= INPUT ROWS =

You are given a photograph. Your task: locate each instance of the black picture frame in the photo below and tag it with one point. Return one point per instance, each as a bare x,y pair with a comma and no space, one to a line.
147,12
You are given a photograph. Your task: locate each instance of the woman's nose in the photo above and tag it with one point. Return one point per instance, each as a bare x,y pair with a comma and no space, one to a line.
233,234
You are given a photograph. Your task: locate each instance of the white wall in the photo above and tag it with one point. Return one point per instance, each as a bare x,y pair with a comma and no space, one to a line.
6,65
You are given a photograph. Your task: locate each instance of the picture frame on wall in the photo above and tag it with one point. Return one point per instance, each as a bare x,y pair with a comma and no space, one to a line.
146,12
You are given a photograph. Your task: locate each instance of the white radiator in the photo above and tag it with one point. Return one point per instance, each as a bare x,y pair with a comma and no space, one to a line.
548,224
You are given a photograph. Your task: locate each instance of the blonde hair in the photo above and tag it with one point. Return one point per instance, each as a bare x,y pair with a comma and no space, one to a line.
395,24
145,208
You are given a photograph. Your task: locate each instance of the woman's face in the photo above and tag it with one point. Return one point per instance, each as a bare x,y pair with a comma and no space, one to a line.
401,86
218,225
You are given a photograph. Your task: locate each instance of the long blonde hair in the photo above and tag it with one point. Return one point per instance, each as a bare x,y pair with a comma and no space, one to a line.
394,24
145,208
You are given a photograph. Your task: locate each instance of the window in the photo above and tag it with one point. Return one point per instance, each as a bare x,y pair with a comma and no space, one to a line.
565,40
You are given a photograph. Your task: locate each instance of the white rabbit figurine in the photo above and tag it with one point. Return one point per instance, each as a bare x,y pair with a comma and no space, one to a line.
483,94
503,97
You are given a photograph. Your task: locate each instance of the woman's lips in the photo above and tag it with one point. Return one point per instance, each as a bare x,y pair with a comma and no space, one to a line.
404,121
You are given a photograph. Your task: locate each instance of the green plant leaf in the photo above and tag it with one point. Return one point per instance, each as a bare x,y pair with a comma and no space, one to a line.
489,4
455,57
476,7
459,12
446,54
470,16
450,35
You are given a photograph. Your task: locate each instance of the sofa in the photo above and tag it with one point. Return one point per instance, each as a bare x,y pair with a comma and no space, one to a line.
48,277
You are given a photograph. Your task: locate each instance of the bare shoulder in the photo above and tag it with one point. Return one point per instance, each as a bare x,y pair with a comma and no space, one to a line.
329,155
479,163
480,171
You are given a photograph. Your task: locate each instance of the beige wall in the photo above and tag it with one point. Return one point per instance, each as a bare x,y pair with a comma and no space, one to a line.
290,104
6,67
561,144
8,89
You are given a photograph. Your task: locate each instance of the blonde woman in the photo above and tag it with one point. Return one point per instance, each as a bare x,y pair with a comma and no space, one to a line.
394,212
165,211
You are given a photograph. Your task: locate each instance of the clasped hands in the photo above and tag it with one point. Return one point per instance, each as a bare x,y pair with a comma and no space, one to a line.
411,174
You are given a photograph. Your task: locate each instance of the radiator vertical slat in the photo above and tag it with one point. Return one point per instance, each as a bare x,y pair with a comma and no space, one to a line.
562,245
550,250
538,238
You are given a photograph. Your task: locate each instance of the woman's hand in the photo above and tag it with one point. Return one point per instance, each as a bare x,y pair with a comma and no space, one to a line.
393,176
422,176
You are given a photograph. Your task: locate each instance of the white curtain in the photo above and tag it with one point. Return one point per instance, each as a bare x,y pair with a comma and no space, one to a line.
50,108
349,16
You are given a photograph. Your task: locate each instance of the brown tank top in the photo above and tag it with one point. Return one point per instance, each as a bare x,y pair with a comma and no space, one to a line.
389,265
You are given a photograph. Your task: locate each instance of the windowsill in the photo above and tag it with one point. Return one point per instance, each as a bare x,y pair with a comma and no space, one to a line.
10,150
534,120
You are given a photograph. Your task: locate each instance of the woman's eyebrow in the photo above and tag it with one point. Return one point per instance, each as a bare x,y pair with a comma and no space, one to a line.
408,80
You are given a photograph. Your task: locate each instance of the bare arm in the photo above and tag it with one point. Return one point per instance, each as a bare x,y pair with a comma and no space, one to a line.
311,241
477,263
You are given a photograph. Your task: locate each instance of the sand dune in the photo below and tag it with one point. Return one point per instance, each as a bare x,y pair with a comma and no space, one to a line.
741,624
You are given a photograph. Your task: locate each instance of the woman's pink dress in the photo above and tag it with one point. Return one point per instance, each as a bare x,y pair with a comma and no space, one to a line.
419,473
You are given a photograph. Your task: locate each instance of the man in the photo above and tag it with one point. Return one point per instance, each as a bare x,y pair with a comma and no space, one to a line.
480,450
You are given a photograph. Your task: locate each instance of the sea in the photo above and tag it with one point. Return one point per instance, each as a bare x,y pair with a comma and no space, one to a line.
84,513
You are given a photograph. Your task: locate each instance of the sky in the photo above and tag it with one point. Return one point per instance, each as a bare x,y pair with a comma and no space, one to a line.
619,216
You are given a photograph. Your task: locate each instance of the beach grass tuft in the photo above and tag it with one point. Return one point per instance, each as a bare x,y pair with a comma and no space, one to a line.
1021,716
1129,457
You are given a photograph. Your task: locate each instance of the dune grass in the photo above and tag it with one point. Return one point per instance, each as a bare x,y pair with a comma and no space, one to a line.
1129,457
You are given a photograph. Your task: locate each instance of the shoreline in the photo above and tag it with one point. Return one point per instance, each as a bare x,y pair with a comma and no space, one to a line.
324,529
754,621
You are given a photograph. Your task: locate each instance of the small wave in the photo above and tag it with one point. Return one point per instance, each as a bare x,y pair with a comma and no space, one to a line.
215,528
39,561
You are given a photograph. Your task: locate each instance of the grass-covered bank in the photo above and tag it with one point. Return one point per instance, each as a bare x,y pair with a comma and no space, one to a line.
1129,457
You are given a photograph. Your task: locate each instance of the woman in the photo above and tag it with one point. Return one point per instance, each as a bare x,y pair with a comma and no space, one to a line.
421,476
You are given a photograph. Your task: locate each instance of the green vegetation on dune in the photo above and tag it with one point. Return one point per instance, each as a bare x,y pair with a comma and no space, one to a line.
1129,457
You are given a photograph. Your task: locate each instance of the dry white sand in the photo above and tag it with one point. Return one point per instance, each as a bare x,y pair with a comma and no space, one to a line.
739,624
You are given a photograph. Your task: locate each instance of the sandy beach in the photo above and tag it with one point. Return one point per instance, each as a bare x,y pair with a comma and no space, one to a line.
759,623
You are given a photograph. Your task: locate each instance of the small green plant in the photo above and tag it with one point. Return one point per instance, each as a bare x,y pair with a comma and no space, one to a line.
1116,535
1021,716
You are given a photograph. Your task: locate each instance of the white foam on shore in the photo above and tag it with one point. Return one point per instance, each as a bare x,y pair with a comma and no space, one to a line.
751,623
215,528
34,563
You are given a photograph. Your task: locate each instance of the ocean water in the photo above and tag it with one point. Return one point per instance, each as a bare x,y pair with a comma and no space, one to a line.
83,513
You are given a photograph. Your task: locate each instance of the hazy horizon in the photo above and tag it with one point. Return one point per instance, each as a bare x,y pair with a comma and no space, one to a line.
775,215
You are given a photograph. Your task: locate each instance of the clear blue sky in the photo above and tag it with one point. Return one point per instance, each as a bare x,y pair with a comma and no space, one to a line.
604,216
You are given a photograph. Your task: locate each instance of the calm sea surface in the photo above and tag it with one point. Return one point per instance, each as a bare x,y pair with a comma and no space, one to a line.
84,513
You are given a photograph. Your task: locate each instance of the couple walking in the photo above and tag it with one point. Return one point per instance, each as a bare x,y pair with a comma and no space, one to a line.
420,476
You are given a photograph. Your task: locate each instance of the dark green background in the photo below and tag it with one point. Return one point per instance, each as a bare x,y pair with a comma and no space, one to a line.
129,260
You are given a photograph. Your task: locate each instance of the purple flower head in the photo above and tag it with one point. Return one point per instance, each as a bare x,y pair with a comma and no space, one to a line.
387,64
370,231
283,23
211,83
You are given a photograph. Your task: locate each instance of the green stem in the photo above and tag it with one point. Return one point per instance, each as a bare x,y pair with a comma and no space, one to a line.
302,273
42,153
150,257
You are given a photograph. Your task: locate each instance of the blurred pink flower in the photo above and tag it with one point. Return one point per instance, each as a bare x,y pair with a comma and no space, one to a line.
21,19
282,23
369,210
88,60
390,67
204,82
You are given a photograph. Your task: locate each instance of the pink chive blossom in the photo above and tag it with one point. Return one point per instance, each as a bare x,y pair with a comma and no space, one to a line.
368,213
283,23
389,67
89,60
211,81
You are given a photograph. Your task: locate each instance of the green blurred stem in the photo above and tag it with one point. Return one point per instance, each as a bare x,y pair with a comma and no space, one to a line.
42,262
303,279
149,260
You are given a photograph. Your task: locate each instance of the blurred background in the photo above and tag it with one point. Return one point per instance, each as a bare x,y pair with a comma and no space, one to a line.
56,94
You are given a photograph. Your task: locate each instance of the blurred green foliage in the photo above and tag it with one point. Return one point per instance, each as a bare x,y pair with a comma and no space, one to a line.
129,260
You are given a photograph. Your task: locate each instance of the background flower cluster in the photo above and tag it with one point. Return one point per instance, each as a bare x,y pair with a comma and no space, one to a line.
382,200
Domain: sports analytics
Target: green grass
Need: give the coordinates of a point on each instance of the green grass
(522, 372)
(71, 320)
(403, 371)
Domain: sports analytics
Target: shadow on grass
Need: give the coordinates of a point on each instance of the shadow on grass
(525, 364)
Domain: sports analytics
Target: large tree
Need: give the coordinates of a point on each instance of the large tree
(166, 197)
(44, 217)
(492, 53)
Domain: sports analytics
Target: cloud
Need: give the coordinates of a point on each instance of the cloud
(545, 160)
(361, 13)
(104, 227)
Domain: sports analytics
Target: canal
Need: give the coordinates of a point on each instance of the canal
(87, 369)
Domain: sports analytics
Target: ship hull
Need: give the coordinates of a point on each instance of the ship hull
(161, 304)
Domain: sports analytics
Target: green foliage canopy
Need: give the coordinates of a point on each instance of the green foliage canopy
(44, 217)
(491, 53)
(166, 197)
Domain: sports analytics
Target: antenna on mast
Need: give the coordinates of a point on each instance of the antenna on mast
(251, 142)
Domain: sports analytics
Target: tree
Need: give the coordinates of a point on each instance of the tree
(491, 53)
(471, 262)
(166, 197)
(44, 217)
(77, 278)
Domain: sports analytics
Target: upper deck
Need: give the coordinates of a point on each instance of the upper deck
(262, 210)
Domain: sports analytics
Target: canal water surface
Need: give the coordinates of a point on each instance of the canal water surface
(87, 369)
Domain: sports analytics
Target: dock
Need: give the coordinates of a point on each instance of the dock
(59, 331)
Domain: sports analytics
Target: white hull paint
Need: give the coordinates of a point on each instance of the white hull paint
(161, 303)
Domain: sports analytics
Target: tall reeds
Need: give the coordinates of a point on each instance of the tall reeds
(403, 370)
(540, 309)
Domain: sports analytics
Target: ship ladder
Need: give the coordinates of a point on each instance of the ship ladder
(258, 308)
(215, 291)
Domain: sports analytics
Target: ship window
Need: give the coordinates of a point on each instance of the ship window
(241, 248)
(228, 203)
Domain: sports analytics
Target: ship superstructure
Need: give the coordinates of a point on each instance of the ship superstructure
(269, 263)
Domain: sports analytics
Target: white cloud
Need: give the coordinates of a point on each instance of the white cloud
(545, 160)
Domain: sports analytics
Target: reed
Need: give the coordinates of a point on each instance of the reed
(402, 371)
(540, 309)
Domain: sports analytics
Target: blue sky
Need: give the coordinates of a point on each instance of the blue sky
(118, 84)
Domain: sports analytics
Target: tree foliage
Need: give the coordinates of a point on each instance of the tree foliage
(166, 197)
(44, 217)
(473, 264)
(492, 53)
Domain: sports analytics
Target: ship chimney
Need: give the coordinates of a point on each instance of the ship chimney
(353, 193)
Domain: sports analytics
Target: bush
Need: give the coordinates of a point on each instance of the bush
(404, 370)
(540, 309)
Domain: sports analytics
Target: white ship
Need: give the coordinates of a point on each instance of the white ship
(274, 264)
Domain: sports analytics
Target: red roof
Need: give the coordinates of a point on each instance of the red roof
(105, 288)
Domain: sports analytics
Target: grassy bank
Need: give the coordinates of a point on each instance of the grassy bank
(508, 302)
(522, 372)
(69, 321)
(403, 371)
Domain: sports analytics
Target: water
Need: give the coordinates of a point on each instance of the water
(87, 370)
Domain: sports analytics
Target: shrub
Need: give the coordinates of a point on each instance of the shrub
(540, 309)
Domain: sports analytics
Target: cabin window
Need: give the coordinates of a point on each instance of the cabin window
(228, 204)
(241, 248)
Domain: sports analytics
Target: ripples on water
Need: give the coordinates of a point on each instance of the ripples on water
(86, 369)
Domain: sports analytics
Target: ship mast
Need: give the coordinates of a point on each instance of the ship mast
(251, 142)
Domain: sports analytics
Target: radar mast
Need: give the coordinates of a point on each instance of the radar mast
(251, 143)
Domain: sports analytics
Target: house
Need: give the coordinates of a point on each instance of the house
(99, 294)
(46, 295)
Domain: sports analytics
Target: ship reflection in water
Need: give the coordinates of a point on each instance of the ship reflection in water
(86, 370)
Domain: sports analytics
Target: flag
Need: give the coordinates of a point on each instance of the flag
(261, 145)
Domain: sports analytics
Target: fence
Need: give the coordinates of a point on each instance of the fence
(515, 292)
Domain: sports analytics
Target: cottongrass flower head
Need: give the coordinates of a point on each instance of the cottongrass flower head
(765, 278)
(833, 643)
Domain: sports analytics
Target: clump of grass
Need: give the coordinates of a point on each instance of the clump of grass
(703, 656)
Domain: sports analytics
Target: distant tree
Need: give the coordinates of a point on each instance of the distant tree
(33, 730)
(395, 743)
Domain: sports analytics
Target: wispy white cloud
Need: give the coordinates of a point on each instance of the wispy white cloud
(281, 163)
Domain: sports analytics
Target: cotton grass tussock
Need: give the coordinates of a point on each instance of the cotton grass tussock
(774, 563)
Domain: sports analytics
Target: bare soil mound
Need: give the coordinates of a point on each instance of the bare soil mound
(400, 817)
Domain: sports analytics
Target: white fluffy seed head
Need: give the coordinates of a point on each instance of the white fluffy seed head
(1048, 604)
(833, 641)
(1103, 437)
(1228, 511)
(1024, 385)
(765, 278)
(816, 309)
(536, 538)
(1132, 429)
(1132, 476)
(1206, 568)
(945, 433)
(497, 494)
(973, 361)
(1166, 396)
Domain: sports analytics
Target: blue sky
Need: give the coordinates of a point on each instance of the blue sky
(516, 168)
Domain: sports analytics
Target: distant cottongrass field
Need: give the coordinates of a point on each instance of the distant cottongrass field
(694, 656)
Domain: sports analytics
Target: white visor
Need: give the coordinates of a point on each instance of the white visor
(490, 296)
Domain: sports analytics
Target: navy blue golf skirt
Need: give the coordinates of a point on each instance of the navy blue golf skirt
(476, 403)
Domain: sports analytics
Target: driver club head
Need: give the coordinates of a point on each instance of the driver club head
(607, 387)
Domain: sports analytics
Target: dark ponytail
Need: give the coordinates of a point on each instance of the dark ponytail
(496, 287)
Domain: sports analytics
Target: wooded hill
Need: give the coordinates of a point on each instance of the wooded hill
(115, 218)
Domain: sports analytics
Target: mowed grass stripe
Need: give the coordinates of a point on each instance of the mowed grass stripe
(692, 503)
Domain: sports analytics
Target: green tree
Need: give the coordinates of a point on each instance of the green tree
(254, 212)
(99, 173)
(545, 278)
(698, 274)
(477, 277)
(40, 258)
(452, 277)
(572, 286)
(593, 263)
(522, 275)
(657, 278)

= TASK PROMPT =
Pick out every line of the listing above that contains the word "paint" and copy each of those lines in full.

= RIGHT ANSWER =
Target: white hull paint
Need: give the coordinates of a point on each instance of the white hull paint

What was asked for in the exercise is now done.